__What to work on__. Print, exactly and completely, every entry in the data.

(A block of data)
↓↓↓

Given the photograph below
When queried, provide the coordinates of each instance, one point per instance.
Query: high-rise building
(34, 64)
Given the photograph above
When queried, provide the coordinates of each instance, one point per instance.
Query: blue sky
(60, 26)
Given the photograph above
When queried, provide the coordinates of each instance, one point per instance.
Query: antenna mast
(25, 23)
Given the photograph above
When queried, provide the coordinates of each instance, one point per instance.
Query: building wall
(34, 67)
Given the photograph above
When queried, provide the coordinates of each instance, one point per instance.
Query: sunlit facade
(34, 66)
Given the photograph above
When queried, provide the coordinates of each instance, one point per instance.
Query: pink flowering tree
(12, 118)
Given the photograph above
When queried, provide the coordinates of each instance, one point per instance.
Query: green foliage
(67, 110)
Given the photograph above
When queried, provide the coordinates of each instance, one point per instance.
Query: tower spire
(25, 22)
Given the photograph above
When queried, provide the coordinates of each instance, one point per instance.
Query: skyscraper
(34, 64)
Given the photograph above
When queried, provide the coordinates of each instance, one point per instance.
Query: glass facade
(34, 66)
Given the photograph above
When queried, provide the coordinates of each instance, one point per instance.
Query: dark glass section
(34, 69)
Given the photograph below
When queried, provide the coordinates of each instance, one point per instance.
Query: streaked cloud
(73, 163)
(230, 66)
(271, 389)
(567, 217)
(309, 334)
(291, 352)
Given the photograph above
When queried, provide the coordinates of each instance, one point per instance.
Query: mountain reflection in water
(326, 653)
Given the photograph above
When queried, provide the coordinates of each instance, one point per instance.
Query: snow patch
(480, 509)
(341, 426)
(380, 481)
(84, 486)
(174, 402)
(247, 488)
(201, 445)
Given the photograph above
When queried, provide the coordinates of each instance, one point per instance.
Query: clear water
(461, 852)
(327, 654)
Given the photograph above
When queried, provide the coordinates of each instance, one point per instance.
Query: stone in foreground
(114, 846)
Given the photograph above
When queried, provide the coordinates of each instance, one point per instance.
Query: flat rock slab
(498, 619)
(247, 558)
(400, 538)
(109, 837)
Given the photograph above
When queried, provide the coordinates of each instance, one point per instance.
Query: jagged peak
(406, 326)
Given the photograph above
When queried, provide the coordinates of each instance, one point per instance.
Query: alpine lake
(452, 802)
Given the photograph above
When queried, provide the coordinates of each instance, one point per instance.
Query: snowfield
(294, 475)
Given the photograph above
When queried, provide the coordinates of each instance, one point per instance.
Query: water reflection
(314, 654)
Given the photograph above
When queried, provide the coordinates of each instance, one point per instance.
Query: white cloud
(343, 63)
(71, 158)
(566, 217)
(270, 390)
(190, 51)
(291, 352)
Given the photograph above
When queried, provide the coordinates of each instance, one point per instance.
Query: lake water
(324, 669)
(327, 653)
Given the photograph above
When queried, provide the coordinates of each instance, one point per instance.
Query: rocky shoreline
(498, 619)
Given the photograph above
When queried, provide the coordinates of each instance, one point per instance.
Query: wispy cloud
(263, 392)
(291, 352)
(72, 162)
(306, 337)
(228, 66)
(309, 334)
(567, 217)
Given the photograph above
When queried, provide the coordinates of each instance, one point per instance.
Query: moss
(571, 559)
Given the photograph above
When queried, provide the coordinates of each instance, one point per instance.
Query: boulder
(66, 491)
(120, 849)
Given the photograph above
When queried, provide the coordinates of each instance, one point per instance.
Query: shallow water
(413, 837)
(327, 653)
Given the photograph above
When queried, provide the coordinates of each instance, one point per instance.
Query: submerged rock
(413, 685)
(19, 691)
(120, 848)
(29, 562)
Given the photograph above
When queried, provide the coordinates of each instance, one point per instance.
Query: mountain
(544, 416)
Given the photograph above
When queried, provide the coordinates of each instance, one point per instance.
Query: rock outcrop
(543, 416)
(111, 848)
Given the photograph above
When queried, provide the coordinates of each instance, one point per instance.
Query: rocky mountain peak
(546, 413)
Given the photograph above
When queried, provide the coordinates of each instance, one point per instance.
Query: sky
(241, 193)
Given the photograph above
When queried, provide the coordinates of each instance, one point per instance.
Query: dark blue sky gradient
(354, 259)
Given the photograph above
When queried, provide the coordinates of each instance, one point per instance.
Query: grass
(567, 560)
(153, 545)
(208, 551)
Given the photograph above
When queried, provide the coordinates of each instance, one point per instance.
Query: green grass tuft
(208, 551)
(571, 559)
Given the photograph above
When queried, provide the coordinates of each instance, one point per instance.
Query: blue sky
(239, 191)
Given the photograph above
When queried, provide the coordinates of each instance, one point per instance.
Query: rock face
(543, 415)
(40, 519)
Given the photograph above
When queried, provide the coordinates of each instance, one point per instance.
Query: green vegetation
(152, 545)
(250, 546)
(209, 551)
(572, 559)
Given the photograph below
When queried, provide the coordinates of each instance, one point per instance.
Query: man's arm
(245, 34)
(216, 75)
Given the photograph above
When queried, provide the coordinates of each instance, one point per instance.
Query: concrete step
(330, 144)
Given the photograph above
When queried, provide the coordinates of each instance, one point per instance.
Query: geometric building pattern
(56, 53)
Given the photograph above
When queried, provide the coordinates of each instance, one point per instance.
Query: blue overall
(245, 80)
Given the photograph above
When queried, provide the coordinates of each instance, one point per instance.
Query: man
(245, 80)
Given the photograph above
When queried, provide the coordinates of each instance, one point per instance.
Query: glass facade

↑↑↑

__Result__.
Given the photograph below
When queried, provide the coordinates of each instance, one point per instance.
Query: high-rise building
(34, 64)
Given the photograph above
When queried, provide the coordinates of each instance, one point per instance.
Query: blue sky
(60, 26)
Given the photograph above
When queried, provide the coordinates of each instance, one point per instance.
Query: antenna mast
(25, 23)
Given the photograph above
When queried, provide the coordinates of each instance, one point per instance.
Query: building wall
(34, 67)
Given the photograph above
When queried, provide the coordinates of each instance, one point per instance.
Query: sunlit facade
(34, 66)
Given the photograph above
When queried, provide the coordinates of each instance, one point per instance.
Query: pink flowering tree
(12, 118)
Given the photograph above
When queried, provide the coordinates of each instance, one point per instance.
Query: green foliage
(67, 110)
Given the photograph above
When queried, provide the coordinates of each instance, one point per instance.
Query: tower spire
(25, 22)
Given the photograph above
When queried, provide the coordinates of each instance, one point per instance.
Query: skyscraper
(34, 64)
Given the photograph above
When queried, provide the coordinates of each instance, one point per instance.
Query: glass facade
(34, 66)
Given the photograph above
When queried, provide the coordinates of each instance, one point per instance.
Query: dark glass section
(34, 69)
Given the photograph below
When queried, provide the coordinates of each instance, one point per instance.
Query: streaked cloud
(73, 163)
(230, 66)
(271, 389)
(567, 217)
(309, 334)
(291, 352)
Given the photograph above
When queried, provide the coordinates of each instance, one point per instance.
Query: mountain reflection in water
(326, 653)
Given the photograph above
When queried, provide the coordinates of each instance, one point per instance.
Query: snow patch
(480, 509)
(341, 426)
(380, 481)
(84, 486)
(174, 402)
(247, 488)
(201, 445)
Given the photograph above
When queried, provide the coordinates of each instance, one point per instance.
Query: clear water
(461, 852)
(327, 654)
Given the photograph above
When queried, provide the coordinates of each instance, one point per instance.
Query: stone in foreground
(114, 846)
Given the photograph above
When queried, provide the coordinates of each instance, one point per instance.
Query: flat rock slab
(498, 619)
(247, 558)
(400, 538)
(109, 837)
Given the photograph above
When queried, provide the coordinates of each instance, one point per instance.
Query: jagged peak
(406, 326)
Given the photograph above
When queried, provide the coordinates of each instance, one point per instance.
Query: alpine lake
(452, 802)
Given the photograph above
When queried, provide the coordinates of each instance, one point per instance.
Query: snowfield
(294, 475)
Given the photograph above
When queried, provide the coordinates of each instance, one point per instance.
Query: water reflection
(314, 654)
Given the photograph above
When queried, provide the coordinates of each instance, one point per instance.
Query: white cloud
(343, 63)
(71, 158)
(566, 217)
(270, 390)
(190, 51)
(291, 352)
Given the photograph above
When queried, provide the coordinates of each instance, one point per instance.
Query: lake water
(324, 669)
(327, 653)
Given the photograph above
When queried, provide the coordinates of each instance, one point per instance.
Query: rocky shoreline
(498, 619)
Given the photograph above
When queried, provide the coordinates of each instance, one point per instance.
Query: wispy cloud
(263, 392)
(291, 352)
(72, 162)
(306, 337)
(228, 66)
(309, 334)
(567, 217)
Given the photograph above
When queried, provide the coordinates of each instance, one point per instance.
Query: moss
(571, 559)
Given the photograph above
When queried, provide the coordinates of each instance, one point per instance.
Query: boulder
(66, 491)
(120, 849)
Given the photograph above
When queried, provide the coordinates of each instance, one point per instance.
Query: shallow water
(413, 837)
(327, 653)
Given the photograph above
When queried, provide the coordinates of each instance, one point per instance.
Query: submerged rock
(413, 685)
(19, 691)
(120, 848)
(29, 562)
Given the photograph above
When queried, provide the coordinates of each instance, one point per instance.
Query: mountain
(544, 416)
Given the photograph above
When queried, provide the coordinates of each instance, one point per instance.
Query: rock outcrop
(543, 416)
(111, 848)
Given the photograph above
When queried, provide the coordinates of each instance, one point per instance.
Query: rocky mountain peak
(546, 413)
Given the photograph above
When queried, provide the coordinates of each instance, one point per instance.
Query: sky
(241, 193)
Given the photograph above
When queried, provide the coordinates of each instance, one point per instance.
Query: dark blue sky gradient
(354, 259)
Given the photograph above
When queried, provide the coordinates of each instance, one point per instance.
Query: grass
(567, 560)
(153, 545)
(208, 551)
Given the photograph above
When queried, provide the coordinates of each instance, one point per instance.
Query: green grass tuft
(208, 551)
(571, 559)
Given the photograph above
When queried, provide the coordinates of each instance, one point per instance.
Query: blue sky
(239, 191)
Given the photograph above
When queried, provide the coordinates of each instance, one point per instance.
Query: rock face
(543, 415)
(40, 519)
Given the photograph above
When queried, provide the coordinates of each instance, one point per instance.
Query: green vegetation
(152, 545)
(250, 546)
(209, 551)
(572, 559)
Given the photograph below
When queried, provide the coordinates of each instance, one point per instance.
Query: man's arm
(245, 34)
(216, 75)
Given the photograph above
When queried, provide the coordinates of each instance, one point per instance.
Query: concrete step
(330, 144)
Given the photograph above
When queried, provide the coordinates of each instance, one point per instance.
Query: geometric building pattern
(56, 53)
Given the photograph above
When queried, provide the coordinates of each instance, one point per instance.
Query: blue overall
(245, 80)
Given the photograph above
When queried, provide the coordinates of each instance, one point per instance.
Query: man
(245, 80)
Given the photograph above
When queried, provide the coordinates of each instance, one point per instance.
Query: glass facade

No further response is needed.